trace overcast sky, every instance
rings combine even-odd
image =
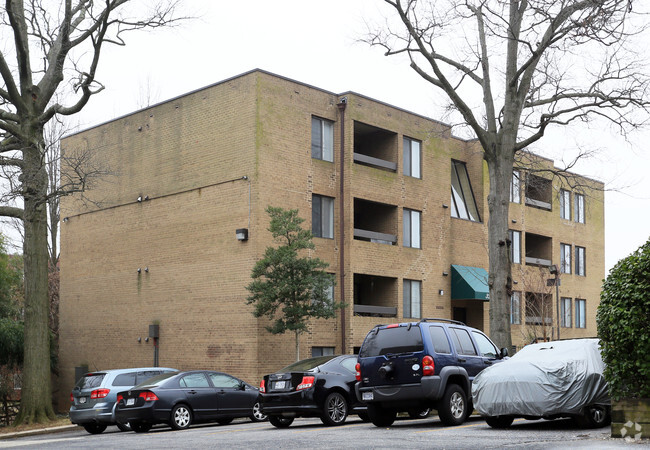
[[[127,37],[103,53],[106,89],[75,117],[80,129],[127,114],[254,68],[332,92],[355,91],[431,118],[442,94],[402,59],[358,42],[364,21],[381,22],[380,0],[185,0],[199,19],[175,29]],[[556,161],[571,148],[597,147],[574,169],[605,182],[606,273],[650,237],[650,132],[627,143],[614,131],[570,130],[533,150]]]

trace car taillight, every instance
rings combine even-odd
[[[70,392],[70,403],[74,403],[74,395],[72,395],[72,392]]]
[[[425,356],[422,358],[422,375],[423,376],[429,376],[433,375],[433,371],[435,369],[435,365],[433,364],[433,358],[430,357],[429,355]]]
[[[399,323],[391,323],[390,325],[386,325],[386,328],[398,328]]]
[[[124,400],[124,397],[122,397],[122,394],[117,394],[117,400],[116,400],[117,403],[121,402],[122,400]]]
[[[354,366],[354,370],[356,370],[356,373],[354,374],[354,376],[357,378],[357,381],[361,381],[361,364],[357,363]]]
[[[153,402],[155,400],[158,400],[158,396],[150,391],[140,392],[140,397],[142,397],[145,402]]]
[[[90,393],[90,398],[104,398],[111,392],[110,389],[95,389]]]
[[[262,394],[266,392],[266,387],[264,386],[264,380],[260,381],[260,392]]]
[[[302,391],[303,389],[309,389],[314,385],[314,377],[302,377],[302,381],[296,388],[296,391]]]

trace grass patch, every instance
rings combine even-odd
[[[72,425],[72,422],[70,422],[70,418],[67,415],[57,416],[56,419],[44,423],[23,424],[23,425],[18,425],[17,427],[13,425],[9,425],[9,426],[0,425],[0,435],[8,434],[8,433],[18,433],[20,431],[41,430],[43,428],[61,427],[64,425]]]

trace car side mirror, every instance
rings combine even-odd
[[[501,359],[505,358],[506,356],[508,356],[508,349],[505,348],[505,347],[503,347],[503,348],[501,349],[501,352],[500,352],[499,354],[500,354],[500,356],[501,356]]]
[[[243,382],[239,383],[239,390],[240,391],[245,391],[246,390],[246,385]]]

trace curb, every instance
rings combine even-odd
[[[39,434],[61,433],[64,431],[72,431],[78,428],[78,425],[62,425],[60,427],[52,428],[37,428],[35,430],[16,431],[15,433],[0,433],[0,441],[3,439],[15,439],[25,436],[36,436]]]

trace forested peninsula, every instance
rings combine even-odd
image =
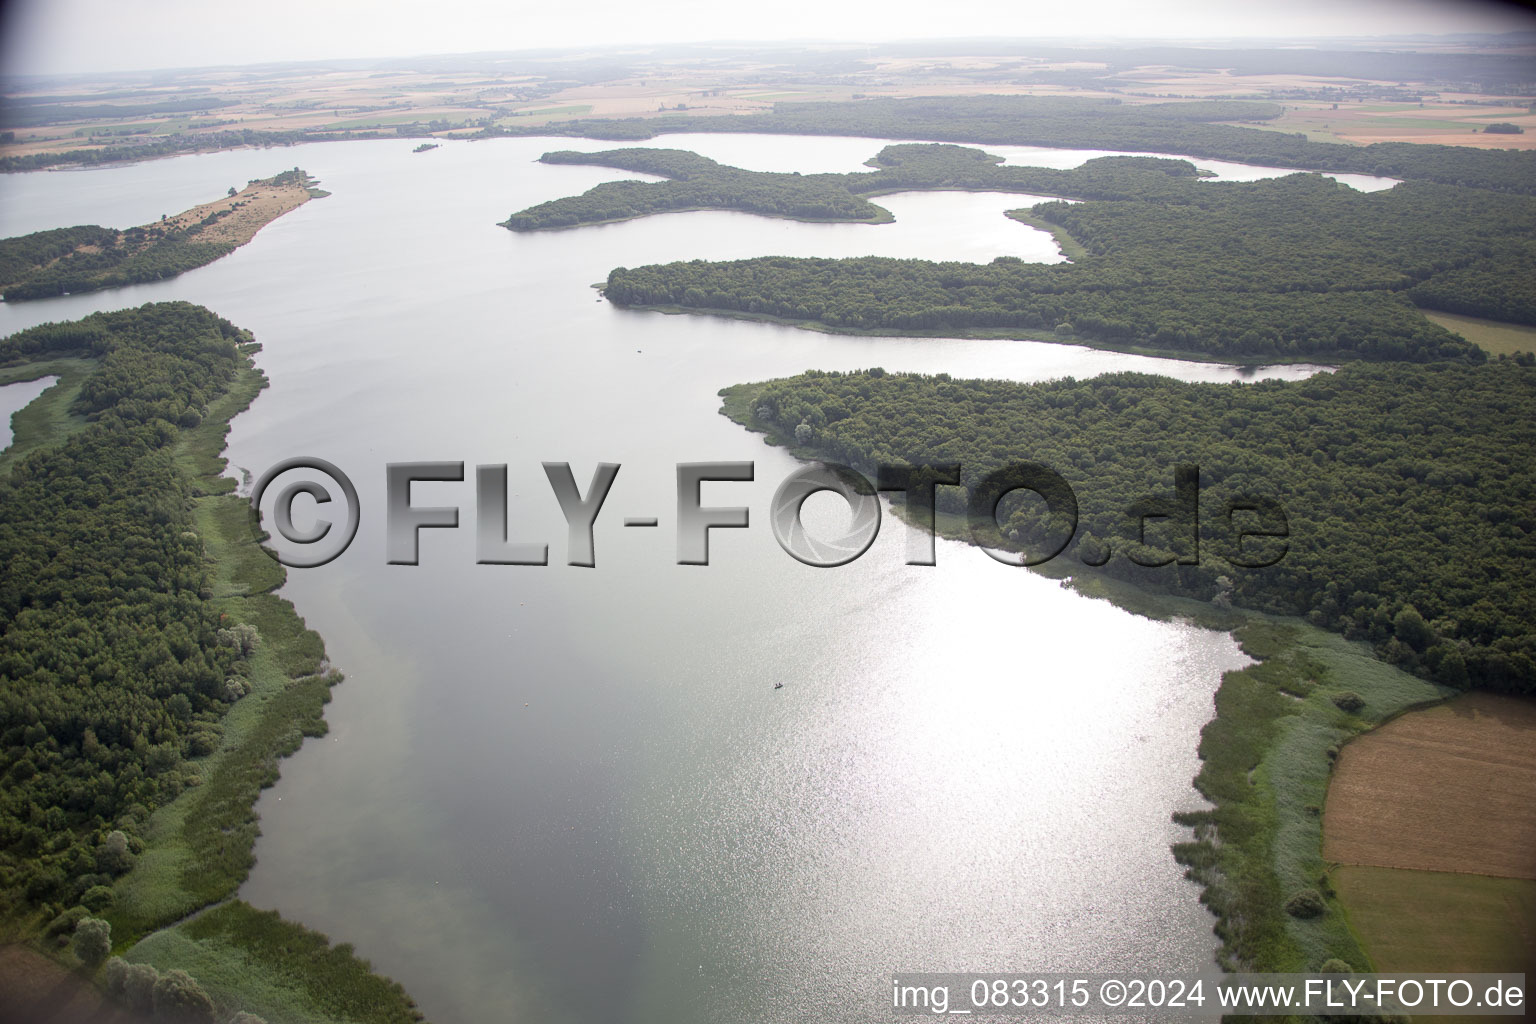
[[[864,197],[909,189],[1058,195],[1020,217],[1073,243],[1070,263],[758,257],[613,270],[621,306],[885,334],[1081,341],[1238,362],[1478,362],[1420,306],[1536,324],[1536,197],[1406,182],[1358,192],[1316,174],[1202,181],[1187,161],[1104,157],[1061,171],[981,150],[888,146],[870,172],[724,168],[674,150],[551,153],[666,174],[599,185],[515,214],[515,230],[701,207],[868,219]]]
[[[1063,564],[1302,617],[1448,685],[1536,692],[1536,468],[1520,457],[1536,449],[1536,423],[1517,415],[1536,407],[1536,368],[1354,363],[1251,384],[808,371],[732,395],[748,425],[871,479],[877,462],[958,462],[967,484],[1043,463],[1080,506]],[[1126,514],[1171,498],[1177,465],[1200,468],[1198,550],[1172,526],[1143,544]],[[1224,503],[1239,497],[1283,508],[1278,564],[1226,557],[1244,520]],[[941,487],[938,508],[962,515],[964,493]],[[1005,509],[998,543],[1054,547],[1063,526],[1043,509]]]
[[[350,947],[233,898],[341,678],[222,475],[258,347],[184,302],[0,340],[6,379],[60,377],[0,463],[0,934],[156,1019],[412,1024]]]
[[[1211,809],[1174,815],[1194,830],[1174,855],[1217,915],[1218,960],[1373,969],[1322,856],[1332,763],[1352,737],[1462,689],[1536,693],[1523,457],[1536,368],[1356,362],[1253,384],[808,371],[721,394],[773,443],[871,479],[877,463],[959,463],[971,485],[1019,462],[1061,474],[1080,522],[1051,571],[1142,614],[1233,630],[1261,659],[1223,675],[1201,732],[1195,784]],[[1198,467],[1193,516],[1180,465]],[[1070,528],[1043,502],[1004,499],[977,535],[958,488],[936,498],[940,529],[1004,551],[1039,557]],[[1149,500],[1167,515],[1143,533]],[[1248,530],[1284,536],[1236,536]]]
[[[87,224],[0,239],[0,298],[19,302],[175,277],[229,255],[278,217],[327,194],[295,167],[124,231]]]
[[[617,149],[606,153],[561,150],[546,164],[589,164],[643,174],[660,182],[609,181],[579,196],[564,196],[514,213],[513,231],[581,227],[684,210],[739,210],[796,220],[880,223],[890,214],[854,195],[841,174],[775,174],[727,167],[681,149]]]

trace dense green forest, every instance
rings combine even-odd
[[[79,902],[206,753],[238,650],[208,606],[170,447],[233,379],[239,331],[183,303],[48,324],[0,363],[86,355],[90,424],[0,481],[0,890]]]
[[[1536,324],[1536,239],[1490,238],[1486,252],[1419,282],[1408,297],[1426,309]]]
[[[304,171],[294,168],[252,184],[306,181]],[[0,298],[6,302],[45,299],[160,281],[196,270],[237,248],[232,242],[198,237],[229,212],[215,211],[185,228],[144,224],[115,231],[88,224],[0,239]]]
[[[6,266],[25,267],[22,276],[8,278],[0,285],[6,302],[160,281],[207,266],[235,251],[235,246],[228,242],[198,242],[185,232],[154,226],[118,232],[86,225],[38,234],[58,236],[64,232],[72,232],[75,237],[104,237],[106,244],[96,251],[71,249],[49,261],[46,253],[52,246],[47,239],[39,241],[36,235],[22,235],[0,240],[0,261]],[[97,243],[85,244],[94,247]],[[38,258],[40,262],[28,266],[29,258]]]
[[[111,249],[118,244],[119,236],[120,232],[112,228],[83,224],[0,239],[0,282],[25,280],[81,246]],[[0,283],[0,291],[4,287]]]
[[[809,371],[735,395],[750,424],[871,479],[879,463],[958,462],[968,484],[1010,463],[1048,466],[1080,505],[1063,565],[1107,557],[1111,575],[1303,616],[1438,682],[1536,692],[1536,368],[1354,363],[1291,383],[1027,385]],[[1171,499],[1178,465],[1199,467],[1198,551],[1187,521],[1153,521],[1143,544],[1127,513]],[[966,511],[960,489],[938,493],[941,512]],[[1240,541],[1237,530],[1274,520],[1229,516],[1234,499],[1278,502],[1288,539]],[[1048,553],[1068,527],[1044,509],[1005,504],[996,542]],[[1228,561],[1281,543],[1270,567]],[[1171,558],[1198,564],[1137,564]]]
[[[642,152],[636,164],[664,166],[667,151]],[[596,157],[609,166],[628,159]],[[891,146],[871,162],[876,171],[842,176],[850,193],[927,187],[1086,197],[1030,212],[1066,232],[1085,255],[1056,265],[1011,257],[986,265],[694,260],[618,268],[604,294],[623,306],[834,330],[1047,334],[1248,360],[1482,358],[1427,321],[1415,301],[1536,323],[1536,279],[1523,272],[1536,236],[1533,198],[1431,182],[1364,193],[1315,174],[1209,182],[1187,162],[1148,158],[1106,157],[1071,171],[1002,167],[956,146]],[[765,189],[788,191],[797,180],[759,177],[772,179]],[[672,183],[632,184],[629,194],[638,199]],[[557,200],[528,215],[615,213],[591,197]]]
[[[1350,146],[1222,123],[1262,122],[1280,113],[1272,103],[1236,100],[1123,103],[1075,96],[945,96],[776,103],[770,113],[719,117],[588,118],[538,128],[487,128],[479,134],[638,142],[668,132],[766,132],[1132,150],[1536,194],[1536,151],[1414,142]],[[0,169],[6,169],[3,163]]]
= = =
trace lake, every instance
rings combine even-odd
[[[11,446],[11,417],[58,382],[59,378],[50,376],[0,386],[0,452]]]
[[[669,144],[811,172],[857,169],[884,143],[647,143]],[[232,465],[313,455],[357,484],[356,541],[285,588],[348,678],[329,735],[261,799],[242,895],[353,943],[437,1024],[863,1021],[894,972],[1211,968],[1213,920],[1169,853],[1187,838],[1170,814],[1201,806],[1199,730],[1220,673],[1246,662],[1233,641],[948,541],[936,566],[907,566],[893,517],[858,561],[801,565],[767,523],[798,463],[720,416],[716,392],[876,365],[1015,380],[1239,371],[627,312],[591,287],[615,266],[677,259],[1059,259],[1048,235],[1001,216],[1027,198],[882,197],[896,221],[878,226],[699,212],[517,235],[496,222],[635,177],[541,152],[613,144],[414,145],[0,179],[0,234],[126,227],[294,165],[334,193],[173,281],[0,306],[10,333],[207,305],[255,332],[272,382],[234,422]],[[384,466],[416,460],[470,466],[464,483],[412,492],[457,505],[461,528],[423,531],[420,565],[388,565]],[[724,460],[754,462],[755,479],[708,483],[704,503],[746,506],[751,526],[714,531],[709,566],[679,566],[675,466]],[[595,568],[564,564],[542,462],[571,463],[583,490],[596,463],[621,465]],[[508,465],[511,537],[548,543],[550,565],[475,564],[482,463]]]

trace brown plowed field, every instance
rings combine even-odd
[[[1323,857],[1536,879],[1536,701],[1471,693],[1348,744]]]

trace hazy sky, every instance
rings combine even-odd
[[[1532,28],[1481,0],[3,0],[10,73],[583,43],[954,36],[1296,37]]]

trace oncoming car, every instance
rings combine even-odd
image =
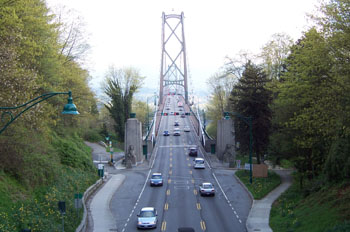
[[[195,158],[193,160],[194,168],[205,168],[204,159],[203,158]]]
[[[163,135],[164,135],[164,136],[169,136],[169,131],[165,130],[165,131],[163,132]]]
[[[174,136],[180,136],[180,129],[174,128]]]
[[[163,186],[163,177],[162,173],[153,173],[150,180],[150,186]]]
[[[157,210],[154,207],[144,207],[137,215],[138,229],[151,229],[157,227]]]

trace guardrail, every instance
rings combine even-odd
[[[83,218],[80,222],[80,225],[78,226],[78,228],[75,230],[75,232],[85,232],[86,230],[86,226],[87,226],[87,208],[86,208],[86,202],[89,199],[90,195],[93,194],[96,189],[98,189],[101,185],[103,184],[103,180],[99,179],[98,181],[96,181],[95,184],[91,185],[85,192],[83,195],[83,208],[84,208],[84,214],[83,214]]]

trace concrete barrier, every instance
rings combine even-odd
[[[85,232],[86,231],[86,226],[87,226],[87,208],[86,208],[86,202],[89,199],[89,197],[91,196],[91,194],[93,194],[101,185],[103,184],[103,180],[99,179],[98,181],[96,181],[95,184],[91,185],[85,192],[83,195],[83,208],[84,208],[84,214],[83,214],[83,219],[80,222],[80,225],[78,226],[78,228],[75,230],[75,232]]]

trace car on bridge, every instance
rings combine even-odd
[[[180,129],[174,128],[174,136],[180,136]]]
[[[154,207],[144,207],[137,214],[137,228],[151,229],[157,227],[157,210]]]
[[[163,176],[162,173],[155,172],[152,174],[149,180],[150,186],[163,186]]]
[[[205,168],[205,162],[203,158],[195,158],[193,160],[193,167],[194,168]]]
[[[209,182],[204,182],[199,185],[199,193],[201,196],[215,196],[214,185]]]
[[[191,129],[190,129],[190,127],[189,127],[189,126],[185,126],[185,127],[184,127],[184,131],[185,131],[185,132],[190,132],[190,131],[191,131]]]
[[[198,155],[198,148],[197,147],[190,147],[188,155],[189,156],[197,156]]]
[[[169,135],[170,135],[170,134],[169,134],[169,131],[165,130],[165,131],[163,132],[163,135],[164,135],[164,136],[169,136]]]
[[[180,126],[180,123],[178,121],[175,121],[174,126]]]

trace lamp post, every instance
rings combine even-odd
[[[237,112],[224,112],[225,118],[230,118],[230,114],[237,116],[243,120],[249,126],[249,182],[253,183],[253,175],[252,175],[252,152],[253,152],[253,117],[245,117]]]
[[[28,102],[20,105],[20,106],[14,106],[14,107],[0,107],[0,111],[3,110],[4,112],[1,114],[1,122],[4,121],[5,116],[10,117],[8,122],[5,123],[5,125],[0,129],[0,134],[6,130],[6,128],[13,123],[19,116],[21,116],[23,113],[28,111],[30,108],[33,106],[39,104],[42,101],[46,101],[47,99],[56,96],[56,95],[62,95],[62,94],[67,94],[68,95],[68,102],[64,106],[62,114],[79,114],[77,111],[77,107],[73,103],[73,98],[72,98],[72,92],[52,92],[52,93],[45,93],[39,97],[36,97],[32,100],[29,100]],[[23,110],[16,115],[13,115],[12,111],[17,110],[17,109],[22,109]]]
= = =
- [Exercise details] Would you please write out, exactly and with no other lines, the stretch of the listing above from the line containing "trace car taillight, every instance" through the line containing "trace grass patch, every instance"?

- [Your solution]
trace car taillight, every instance
rings combine even-odd
[[[70,392],[70,403],[74,403],[74,395],[72,395],[72,392]]]
[[[425,356],[422,358],[422,375],[423,376],[429,376],[433,375],[433,371],[435,369],[435,365],[433,364],[433,358],[430,357],[429,355]]]
[[[399,323],[391,323],[390,325],[386,325],[386,328],[398,328]]]
[[[124,400],[124,397],[122,397],[122,394],[117,394],[117,400],[116,400],[117,403],[121,402],[122,400]]]
[[[354,366],[354,370],[356,370],[356,373],[354,374],[354,376],[357,378],[357,381],[361,381],[361,364],[357,363]]]
[[[153,402],[155,400],[158,400],[158,396],[150,391],[140,392],[140,397],[142,397],[145,402]]]
[[[90,393],[90,398],[104,398],[111,392],[110,389],[95,389]]]
[[[262,394],[266,392],[266,387],[264,386],[264,380],[260,381],[260,392]]]
[[[302,391],[303,389],[309,389],[314,385],[314,377],[302,377],[302,381],[296,388],[296,391]]]

trace grass patch, every instance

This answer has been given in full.